*EXERCISE DETAILS*
Reproduce the entries exactly.

DATA start

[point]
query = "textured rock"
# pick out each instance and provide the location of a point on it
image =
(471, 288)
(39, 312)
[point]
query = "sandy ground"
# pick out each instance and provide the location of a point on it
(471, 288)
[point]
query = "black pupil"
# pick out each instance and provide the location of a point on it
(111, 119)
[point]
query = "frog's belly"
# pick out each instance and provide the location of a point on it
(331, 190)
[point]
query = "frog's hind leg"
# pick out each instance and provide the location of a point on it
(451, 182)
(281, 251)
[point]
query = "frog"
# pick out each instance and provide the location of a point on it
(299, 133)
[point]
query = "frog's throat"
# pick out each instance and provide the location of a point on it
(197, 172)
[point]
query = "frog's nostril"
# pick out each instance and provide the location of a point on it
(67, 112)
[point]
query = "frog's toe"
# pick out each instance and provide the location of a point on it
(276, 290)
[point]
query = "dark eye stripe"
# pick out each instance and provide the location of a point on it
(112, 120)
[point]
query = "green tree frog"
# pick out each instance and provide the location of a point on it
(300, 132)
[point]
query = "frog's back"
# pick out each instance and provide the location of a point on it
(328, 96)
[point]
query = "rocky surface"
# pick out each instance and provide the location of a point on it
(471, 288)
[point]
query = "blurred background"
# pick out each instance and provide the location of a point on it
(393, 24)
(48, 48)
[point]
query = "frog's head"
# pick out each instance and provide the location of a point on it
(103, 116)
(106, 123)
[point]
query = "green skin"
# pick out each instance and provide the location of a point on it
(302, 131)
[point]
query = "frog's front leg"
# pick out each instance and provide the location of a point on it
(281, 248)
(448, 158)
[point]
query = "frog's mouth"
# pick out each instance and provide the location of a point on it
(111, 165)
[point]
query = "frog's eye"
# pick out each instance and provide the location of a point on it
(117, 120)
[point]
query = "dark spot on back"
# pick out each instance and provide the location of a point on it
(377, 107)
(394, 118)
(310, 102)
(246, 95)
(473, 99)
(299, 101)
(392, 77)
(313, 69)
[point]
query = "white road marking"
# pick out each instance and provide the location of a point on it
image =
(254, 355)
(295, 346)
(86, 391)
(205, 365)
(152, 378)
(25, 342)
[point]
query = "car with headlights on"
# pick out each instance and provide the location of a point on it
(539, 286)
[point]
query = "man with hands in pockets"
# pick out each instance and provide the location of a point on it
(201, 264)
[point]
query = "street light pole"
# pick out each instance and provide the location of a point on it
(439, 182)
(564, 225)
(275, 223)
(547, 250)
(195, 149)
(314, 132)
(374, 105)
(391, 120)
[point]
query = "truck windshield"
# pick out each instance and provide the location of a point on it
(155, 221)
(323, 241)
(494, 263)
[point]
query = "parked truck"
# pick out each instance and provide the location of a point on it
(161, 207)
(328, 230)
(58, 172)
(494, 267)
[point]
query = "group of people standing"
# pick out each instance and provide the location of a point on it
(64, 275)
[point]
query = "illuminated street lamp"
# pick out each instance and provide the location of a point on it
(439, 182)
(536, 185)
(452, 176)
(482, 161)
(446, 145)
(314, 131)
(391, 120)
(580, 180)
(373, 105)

DATA end

*FULL ANSWER*
[point]
query = "textured rock"
# pick out each instance and provide the location of a point on it
image =
(471, 288)
(39, 312)
[point]
query = "sandy ground"
# pick out each instance and provide the location of a point on it
(471, 288)
[point]
query = "black pupil"
# pick out each instance and provide the location of a point on it
(111, 119)
[point]
query = "frog's belly"
# pick out each instance and provide the location of a point on it
(331, 190)
[point]
query = "frog's hind leg"
# pick out each instance and provide the location of a point on it
(451, 182)
(281, 251)
[point]
query = "frog"
# pick out each instance and provide the location of a point on it
(299, 133)
[point]
query = "frog's throat"
# pick out each instance and provide the location of a point on it
(197, 172)
[point]
query = "frog's nostril"
# pick out each instance and provide the location of a point on it
(67, 112)
[point]
query = "frog's toe"
# pick out each instance and provide the location of a point on it
(276, 290)
[point]
query = "dark eye stripe"
# pick out each instance and provide the location of a point on it
(112, 120)
[point]
query = "green tree frog"
# pick out each instance and provide the location of a point on it
(300, 132)
[point]
query = "frog's back"
# pick out each instance and provide the location of a point on it
(328, 96)
[point]
query = "rocky surface"
# pick out each instance and provide the location of a point on it
(471, 288)
[point]
query = "blurred background"
# pick out each instance and provide the location of a point on it
(393, 24)
(48, 48)
[point]
query = "frog's head"
# pick out each instance and provide the location of a point on it
(103, 116)
(106, 123)
[point]
query = "green skin"
# pick out each instance and provide the location of a point on it
(302, 131)
[point]
query = "frog's front leg"
# pick out each instance and provide the location of a point on it
(281, 248)
(448, 158)
[point]
query = "frog's mouth"
# pick out each instance and provide the location of a point on it
(111, 165)
[point]
query = "frog's eye"
# pick out each instance and provide the location of a point on it
(117, 120)
[point]
query = "dark spot on back"
# pick out each instance and provide the location of a point on it
(377, 107)
(394, 118)
(310, 102)
(246, 95)
(473, 99)
(299, 101)
(392, 77)
(313, 69)
[point]
query = "white road marking"
# pick out each instance and provide the location of a point on it
image =
(254, 355)
(295, 346)
(86, 391)
(205, 365)
(152, 378)
(25, 342)
[point]
query = "car with headlights on"
# pick out each instance and provide the location of a point on it
(539, 286)
[point]
query = "man with hands in pockets"
# pick out each instance and provide the location of a point on it
(201, 264)
[point]
query = "street light pole"
# pick out each instance and provide the location of a point on it
(439, 182)
(564, 225)
(275, 223)
(547, 250)
(195, 149)
(314, 132)
(374, 105)
(391, 120)
[point]
query = "truck windshield"
# pick out each instance and provide the location of a point on it
(155, 221)
(323, 241)
(494, 263)
[point]
query = "parked truck"
# pick out each instance and provide the location of a point on it
(161, 207)
(328, 230)
(58, 172)
(494, 267)
[point]
query = "group of people standing"
# pick out each instance and provide the location of a point on it
(64, 275)
[point]
query = "illuminated street lamp"
# pick out each instance and provide the location of a point on it
(439, 182)
(536, 185)
(452, 176)
(482, 161)
(446, 145)
(314, 131)
(391, 120)
(580, 180)
(373, 105)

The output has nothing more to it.